[Pointing records]
+++++
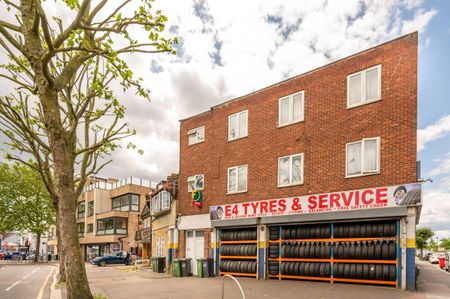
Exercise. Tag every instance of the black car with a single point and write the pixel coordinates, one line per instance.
(113, 258)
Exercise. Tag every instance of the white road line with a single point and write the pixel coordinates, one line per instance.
(41, 290)
(16, 283)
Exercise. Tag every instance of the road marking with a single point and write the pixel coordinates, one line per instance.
(16, 283)
(41, 290)
(28, 275)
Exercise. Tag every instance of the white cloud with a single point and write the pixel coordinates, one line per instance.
(433, 132)
(253, 53)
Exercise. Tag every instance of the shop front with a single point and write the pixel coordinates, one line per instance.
(359, 236)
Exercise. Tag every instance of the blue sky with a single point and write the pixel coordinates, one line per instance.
(230, 48)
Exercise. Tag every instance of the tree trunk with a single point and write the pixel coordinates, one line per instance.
(38, 247)
(76, 278)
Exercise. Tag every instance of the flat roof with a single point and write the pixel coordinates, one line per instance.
(300, 75)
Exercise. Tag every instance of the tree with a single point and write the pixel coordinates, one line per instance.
(25, 204)
(64, 113)
(445, 243)
(422, 236)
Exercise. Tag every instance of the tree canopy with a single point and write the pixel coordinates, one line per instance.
(25, 204)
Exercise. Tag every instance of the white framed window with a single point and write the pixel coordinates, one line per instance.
(364, 87)
(160, 202)
(196, 182)
(363, 157)
(196, 135)
(291, 109)
(290, 170)
(237, 179)
(238, 125)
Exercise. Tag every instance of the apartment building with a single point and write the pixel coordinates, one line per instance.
(318, 159)
(108, 215)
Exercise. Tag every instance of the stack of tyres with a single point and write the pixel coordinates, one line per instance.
(313, 250)
(237, 256)
(368, 250)
(380, 229)
(238, 235)
(365, 271)
(306, 269)
(238, 266)
(316, 231)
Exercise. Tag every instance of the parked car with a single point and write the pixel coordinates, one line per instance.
(447, 261)
(113, 258)
(434, 258)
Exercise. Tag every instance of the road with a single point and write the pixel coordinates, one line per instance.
(21, 281)
(433, 284)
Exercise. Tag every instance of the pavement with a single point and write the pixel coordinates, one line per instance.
(118, 282)
(25, 281)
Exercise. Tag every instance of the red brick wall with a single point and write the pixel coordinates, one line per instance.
(322, 137)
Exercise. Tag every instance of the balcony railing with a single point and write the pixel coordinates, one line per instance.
(118, 184)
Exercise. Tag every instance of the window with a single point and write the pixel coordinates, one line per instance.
(80, 210)
(160, 246)
(290, 170)
(126, 203)
(291, 109)
(364, 87)
(90, 208)
(113, 225)
(196, 135)
(237, 179)
(160, 202)
(237, 125)
(196, 182)
(363, 157)
(81, 229)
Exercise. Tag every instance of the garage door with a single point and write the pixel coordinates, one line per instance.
(238, 252)
(195, 244)
(356, 252)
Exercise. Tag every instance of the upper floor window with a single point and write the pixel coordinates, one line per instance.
(237, 179)
(363, 157)
(364, 87)
(126, 202)
(238, 125)
(113, 225)
(81, 210)
(290, 170)
(196, 135)
(291, 109)
(196, 182)
(160, 202)
(90, 208)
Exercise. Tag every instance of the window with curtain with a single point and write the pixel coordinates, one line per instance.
(364, 87)
(363, 157)
(291, 109)
(290, 170)
(237, 179)
(238, 125)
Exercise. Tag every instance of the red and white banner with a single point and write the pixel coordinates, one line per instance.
(382, 197)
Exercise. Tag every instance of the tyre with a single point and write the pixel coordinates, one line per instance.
(392, 273)
(392, 255)
(385, 251)
(363, 230)
(379, 272)
(378, 251)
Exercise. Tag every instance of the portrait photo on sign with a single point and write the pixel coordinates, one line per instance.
(405, 195)
(216, 213)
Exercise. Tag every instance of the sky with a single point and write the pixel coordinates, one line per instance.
(230, 48)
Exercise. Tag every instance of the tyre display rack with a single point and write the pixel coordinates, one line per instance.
(239, 252)
(355, 252)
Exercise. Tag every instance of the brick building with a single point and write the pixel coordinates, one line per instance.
(349, 125)
(108, 215)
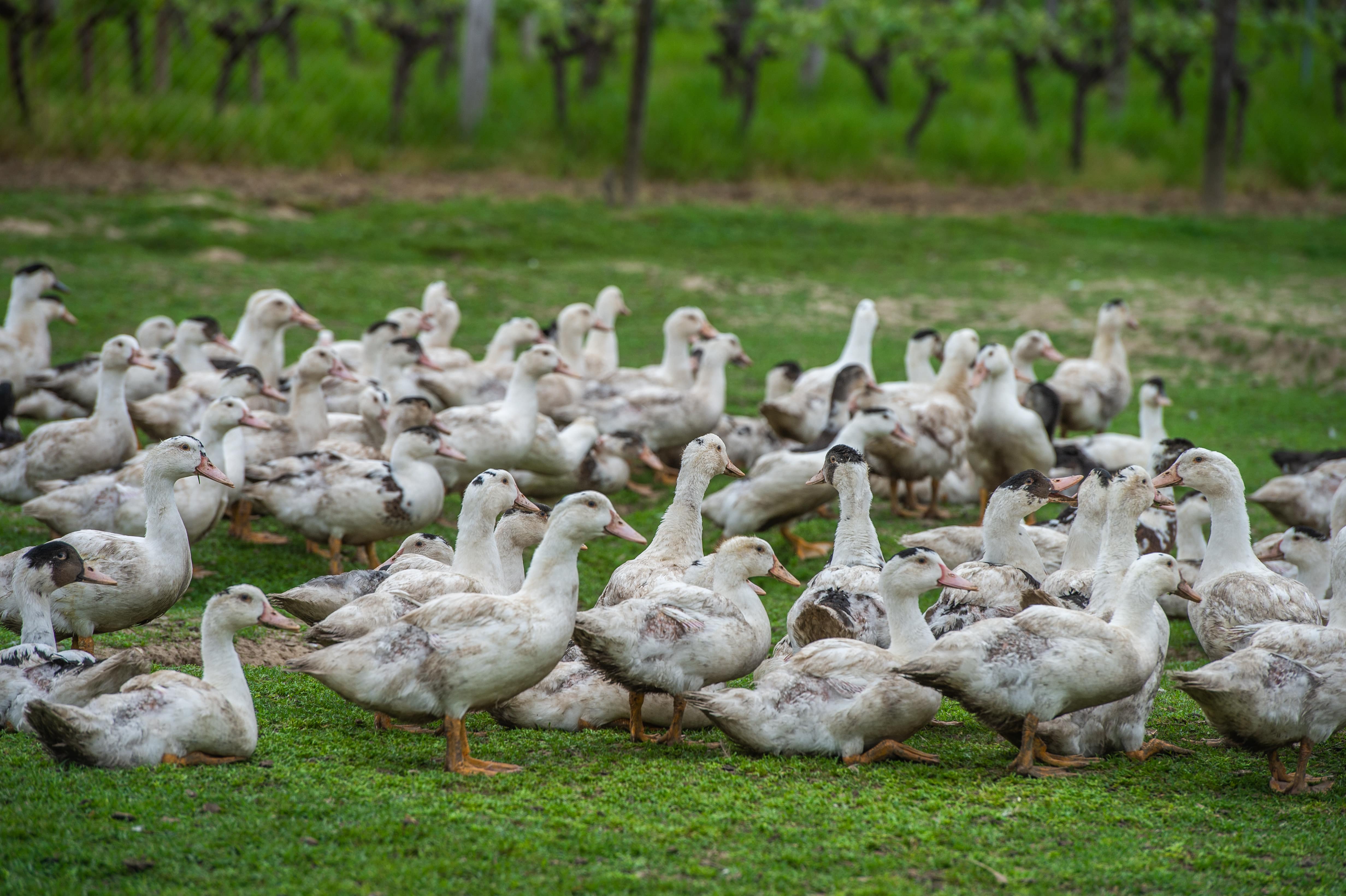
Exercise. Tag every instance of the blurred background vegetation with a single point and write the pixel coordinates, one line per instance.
(1095, 93)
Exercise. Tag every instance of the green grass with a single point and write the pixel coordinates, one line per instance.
(1247, 319)
(336, 116)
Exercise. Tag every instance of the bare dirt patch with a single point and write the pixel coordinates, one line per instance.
(285, 190)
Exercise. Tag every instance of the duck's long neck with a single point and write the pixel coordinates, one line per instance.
(34, 609)
(679, 536)
(477, 553)
(908, 629)
(309, 412)
(1006, 541)
(220, 668)
(855, 544)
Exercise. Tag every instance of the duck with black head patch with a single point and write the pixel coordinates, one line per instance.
(1010, 563)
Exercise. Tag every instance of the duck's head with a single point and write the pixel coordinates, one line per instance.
(276, 309)
(184, 457)
(426, 544)
(1029, 492)
(120, 353)
(322, 361)
(1154, 576)
(1204, 470)
(1153, 393)
(710, 455)
(752, 558)
(239, 607)
(1115, 315)
(157, 333)
(56, 564)
(688, 323)
(246, 381)
(928, 341)
(589, 514)
(422, 443)
(543, 360)
(406, 352)
(916, 571)
(228, 412)
(610, 303)
(33, 280)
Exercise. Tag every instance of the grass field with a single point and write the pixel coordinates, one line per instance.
(1247, 319)
(336, 116)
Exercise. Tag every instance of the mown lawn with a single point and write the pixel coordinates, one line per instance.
(1247, 321)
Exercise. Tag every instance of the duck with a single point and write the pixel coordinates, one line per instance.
(465, 652)
(669, 418)
(1005, 437)
(69, 449)
(320, 598)
(803, 414)
(605, 469)
(924, 346)
(1238, 588)
(601, 357)
(178, 411)
(37, 669)
(1010, 563)
(676, 638)
(151, 572)
(169, 718)
(678, 541)
(843, 599)
(1312, 553)
(682, 328)
(1303, 500)
(1289, 685)
(356, 501)
(1095, 389)
(839, 696)
(116, 502)
(498, 435)
(1114, 450)
(939, 418)
(777, 488)
(1019, 672)
(477, 567)
(443, 317)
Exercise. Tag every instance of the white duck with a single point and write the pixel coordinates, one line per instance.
(69, 449)
(1045, 662)
(477, 565)
(1010, 563)
(676, 638)
(500, 435)
(167, 716)
(601, 357)
(465, 652)
(803, 414)
(37, 669)
(151, 572)
(357, 501)
(845, 697)
(118, 502)
(777, 492)
(1095, 389)
(1005, 438)
(1236, 587)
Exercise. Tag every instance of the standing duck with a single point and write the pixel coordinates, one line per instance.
(839, 696)
(167, 716)
(1236, 587)
(465, 652)
(1095, 389)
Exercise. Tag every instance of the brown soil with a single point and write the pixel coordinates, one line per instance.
(282, 188)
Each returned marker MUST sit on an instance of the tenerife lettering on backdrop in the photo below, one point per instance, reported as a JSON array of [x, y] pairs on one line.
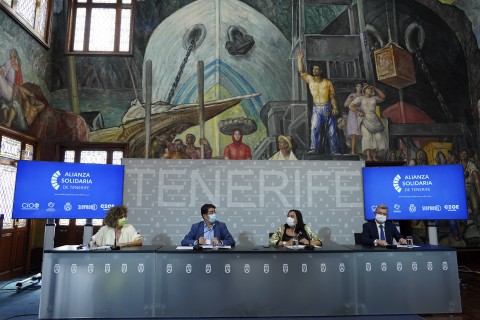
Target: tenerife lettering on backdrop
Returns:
[[253, 197]]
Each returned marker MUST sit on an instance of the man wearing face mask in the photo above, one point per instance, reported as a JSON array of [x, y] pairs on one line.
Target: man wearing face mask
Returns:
[[209, 231], [116, 230], [294, 227], [380, 232]]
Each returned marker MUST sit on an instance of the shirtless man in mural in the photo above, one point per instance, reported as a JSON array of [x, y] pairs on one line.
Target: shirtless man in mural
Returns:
[[195, 152], [19, 107], [472, 185], [324, 108]]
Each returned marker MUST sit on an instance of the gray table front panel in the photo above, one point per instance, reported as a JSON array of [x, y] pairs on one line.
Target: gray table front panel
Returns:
[[408, 282], [97, 285], [202, 284]]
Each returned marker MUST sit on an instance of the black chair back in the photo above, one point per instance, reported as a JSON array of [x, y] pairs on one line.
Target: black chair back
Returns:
[[358, 237]]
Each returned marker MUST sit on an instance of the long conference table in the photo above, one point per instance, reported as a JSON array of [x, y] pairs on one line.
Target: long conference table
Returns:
[[164, 282]]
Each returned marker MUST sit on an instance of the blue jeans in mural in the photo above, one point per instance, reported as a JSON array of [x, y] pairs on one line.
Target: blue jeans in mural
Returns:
[[323, 122]]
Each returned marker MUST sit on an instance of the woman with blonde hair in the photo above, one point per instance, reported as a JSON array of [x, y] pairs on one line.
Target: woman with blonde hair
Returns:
[[116, 231]]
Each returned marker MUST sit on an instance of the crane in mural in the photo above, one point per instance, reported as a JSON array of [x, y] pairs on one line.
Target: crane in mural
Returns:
[[166, 120]]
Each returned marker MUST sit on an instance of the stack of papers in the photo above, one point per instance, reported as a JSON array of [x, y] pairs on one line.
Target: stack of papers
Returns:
[[205, 246]]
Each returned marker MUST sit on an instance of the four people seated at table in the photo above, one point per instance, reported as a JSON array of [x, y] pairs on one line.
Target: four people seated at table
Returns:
[[380, 232], [116, 231], [294, 227], [209, 230]]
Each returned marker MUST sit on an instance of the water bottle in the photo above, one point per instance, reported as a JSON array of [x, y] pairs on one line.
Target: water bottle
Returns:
[[295, 242]]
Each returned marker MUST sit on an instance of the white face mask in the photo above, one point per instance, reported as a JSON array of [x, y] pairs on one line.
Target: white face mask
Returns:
[[290, 221], [380, 218]]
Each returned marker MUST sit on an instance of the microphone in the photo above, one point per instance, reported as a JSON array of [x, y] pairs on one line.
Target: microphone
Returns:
[[309, 246], [198, 246], [115, 247]]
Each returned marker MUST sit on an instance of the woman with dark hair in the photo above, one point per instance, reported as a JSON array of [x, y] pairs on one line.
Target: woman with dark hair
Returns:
[[294, 227], [116, 230]]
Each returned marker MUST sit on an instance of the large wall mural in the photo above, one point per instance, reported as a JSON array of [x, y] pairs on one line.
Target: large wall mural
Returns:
[[418, 58]]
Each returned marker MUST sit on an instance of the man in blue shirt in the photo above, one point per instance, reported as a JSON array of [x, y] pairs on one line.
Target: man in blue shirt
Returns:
[[208, 231]]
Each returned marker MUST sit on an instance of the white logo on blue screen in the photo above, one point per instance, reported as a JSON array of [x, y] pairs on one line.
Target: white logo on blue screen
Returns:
[[432, 208], [67, 206], [54, 180], [396, 182], [30, 206], [51, 207], [452, 207], [71, 180]]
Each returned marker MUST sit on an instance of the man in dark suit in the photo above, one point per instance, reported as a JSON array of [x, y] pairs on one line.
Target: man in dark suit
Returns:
[[380, 232], [208, 231]]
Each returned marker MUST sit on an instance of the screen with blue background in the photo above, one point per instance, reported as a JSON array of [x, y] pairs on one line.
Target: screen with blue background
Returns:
[[416, 192], [47, 190]]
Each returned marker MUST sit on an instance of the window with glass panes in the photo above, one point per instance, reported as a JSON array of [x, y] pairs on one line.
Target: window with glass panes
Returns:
[[100, 27]]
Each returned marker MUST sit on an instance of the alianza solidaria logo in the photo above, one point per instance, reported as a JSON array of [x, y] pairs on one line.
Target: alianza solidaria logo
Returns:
[[71, 180], [416, 181], [54, 180], [396, 181]]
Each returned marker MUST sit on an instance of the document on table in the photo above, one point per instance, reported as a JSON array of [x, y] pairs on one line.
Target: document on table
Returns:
[[102, 248], [205, 246]]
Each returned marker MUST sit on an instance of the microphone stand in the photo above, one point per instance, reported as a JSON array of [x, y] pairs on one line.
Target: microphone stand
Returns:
[[309, 246], [115, 247], [198, 246]]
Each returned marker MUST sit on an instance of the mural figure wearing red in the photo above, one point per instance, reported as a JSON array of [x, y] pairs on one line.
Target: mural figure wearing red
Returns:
[[237, 150]]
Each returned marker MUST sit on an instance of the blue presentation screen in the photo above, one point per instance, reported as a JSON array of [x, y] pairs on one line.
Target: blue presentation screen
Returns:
[[47, 190], [416, 192]]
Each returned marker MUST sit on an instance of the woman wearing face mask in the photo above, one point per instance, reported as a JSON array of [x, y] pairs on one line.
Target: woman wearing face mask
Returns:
[[116, 230], [294, 226], [380, 232]]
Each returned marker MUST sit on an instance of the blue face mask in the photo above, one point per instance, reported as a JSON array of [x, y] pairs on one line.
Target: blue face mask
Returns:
[[212, 218]]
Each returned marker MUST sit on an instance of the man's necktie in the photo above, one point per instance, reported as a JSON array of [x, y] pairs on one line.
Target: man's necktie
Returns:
[[382, 234]]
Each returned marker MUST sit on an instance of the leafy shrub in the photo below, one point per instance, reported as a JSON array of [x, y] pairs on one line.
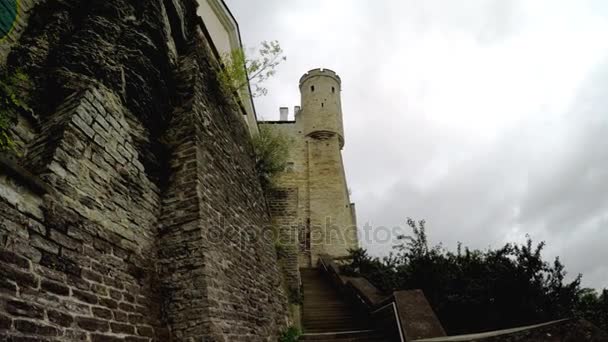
+++++
• _Given instruction_
Render the rows as a numbered list, beginning at the line that contains "Each returned marker MUST sit on an instance of the document" and stopping after the line that contains "[[212, 218]]". Leave out any blank lines.

• _Finished task_
1. Each returned marker MUST sit on an instance of the document on table in the photo above, one point per instance, reported as a JSON array of [x, y] pairs on one line.
2. Target: document on table
3. Returns:
4. [[102, 248], [205, 246]]
5. Each returned marker MUST sit on an instance of the microphone stand in the photo above, one point per instance, reported as a JSON array of [x, y] pairs on one line.
6. Target: microphone stand
7. Returns:
8. [[309, 246], [115, 247], [198, 246]]
9. Each returned marker MUST sit on an instance of the mural figure wearing red in the photo above, one point per instance, reported as a JSON array of [x, y] pairs on one line.
10. Target: mural figure wearing red
11. Returns:
12. [[237, 150]]
13. Each returned marker MUST sit on an instance of the blue presentation screen in the photo above, one point per instance, reported as a JSON array of [x, y] pairs on one line.
14. Target: blue presentation screen
15. Returns:
16. [[47, 190], [416, 192]]
17. Each returned marker MUST sit on an instance of the woman wearing face mask in the photo above, one point per instance, reported as a JSON array of [x, y] pairs on one line.
18. Target: woman wearing face mask
19. Returns:
20. [[116, 230], [294, 226], [380, 232]]
21. Each returned marker MUST sit on an instance of the blue face mask in the photo above, one point per instance, reported as a JSON array of [x, y] pairs on one line.
22. Target: blue face mask
23. Returns:
24. [[212, 218]]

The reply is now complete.